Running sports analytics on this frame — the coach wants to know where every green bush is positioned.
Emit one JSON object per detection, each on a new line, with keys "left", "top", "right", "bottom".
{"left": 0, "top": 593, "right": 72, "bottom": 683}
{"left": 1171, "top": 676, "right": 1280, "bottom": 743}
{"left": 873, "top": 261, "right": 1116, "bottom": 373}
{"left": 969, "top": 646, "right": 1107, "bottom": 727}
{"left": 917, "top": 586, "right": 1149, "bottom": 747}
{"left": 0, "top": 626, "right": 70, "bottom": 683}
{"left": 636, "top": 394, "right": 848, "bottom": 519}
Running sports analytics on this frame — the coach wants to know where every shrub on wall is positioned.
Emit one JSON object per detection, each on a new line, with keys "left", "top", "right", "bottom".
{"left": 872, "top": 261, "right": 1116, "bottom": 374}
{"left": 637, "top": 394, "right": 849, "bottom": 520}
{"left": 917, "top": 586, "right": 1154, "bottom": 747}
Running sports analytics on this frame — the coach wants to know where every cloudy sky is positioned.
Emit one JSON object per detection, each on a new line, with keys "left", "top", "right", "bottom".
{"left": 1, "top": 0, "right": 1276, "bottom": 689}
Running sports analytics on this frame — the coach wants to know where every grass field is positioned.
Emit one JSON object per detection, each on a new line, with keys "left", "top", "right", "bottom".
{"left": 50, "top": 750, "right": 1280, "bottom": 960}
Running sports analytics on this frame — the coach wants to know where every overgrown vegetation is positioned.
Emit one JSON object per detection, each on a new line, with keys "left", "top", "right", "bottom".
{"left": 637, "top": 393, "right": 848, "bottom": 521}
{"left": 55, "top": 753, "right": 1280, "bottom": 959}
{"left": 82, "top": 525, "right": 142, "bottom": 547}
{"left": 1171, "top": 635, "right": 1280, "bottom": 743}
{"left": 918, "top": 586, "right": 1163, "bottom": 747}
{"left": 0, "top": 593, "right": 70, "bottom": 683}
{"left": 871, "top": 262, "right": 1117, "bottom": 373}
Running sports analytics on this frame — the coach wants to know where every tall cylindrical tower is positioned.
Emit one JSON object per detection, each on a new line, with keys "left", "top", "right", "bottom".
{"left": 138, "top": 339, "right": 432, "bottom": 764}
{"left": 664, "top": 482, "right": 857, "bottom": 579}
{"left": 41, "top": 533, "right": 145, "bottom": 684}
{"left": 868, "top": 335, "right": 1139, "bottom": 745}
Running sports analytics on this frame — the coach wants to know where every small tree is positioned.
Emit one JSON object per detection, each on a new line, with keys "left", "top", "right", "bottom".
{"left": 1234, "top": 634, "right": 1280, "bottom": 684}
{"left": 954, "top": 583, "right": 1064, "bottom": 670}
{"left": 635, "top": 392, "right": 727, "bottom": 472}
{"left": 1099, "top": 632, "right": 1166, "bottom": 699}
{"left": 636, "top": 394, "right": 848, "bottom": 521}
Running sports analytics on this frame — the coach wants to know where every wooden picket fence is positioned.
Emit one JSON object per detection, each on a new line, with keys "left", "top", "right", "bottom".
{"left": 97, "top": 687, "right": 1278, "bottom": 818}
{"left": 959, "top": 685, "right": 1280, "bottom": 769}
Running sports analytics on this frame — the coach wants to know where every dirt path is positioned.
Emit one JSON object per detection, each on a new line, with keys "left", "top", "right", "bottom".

• • • • • • •

# Work order
With the line that has "field is positioned." as the first and the line that has "vegetation is positioned." as the last, repeat exactly that run of lines above and no more.

# Output of the exercise
Running sports analytics on this frame — the coach wants to know where every grass field is positioned.
Emit one JSON object per detection, each on a new line, with keys "left", "top", "right", "bottom".
{"left": 50, "top": 750, "right": 1280, "bottom": 960}
Running sports analytics on this frame — the coach wants to know where every overgrown vegetation is positioned.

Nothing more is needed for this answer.